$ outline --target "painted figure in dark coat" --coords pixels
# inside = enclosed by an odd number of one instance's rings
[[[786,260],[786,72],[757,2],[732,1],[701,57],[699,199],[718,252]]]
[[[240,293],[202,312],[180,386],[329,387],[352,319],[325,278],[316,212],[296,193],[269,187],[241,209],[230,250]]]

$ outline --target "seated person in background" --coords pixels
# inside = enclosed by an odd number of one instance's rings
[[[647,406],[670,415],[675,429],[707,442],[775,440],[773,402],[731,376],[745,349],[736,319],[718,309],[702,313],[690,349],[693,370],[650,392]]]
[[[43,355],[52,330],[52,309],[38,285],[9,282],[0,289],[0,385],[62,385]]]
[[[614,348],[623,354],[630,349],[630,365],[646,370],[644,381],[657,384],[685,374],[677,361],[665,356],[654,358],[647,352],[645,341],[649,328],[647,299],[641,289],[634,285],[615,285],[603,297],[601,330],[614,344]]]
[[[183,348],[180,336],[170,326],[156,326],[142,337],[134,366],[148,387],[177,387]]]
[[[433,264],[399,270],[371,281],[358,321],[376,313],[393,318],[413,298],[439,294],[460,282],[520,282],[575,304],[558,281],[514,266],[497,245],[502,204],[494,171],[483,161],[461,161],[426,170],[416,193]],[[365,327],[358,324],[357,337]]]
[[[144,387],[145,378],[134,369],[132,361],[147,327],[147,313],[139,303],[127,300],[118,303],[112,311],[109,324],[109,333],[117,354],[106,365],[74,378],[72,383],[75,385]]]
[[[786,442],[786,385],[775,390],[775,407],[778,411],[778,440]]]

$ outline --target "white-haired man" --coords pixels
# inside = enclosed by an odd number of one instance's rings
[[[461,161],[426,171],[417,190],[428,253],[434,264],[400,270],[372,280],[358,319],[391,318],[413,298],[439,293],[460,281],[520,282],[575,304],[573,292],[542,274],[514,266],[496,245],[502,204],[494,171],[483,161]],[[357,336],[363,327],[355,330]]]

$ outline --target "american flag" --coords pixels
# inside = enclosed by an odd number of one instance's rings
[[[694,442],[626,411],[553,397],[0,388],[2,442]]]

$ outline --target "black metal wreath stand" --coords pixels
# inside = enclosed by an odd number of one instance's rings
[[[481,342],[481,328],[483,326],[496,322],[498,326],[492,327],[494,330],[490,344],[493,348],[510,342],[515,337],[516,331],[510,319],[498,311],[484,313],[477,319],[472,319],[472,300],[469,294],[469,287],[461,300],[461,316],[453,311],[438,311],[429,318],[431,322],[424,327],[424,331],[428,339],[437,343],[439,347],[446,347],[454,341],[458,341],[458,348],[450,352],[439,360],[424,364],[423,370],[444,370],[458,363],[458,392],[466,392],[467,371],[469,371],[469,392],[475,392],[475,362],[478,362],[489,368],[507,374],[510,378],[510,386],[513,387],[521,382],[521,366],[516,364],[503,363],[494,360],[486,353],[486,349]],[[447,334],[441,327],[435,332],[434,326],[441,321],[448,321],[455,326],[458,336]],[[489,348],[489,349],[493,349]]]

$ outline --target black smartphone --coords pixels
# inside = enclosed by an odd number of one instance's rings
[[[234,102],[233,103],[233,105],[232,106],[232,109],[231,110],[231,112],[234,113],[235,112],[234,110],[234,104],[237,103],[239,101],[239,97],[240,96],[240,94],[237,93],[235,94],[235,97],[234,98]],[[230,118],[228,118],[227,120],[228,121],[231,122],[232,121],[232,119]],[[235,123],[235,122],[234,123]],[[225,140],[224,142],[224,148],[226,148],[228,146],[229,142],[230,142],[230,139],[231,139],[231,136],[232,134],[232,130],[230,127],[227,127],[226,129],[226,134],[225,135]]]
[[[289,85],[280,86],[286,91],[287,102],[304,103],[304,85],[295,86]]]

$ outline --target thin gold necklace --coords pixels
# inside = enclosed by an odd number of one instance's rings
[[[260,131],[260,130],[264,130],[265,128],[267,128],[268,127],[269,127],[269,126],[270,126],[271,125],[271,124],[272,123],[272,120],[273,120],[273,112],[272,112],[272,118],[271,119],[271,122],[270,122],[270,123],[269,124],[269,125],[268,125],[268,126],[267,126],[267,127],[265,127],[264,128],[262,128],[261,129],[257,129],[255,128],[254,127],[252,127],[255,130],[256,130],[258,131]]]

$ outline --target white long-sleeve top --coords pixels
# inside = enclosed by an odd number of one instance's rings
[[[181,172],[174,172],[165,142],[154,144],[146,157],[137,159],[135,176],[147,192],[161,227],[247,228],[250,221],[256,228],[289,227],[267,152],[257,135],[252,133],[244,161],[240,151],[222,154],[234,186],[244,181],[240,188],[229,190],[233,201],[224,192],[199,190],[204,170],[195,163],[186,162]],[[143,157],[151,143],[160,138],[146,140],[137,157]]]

* * *

WHAT TO DO >> Quote verbatim the line containing "smartphone --coords pixels" and every line after it through the end of the records above.

CORRECT RESPONSE >>
$ outline --target black smartphone --coords pixels
# inside = enclosed by an odd number of one instance's rings
[[[234,102],[233,103],[233,105],[232,106],[232,109],[231,110],[231,112],[234,113],[235,112],[234,110],[234,104],[237,103],[239,101],[239,97],[240,96],[240,94],[237,93],[235,94],[235,97],[234,98]],[[230,118],[228,118],[227,120],[228,121],[231,122],[232,121],[232,119]],[[235,123],[235,122],[234,123]],[[225,140],[224,142],[224,148],[226,148],[228,146],[229,142],[230,142],[230,139],[231,139],[231,136],[232,134],[232,130],[230,127],[227,127],[226,129],[226,134],[225,135]]]
[[[289,85],[280,86],[286,91],[287,102],[304,103],[304,85],[295,86]]]

$ outline --target thin gold necklace --coords pixels
# inside = enclosed by an odd number of one instance's rings
[[[260,131],[260,130],[264,130],[265,128],[267,128],[268,127],[269,127],[269,126],[270,126],[271,125],[271,124],[272,123],[272,120],[273,120],[273,112],[272,112],[272,118],[271,119],[271,122],[270,122],[270,123],[269,124],[269,125],[268,125],[268,126],[267,126],[267,127],[265,127],[264,128],[262,128],[261,129],[257,129],[255,128],[254,127],[252,127],[255,130],[256,130],[258,131]]]

$ outline --target white long-sleeve top --coords pixels
# inside = enclosed by an odd number of one instance's rings
[[[181,172],[174,172],[165,142],[154,144],[146,157],[137,159],[135,176],[147,192],[161,227],[247,228],[250,221],[256,228],[289,227],[267,152],[257,135],[252,133],[244,161],[240,151],[222,154],[234,186],[244,181],[240,188],[229,190],[233,201],[224,192],[199,190],[204,170],[195,163],[186,162]],[[143,157],[151,143],[160,138],[146,140],[137,157]]]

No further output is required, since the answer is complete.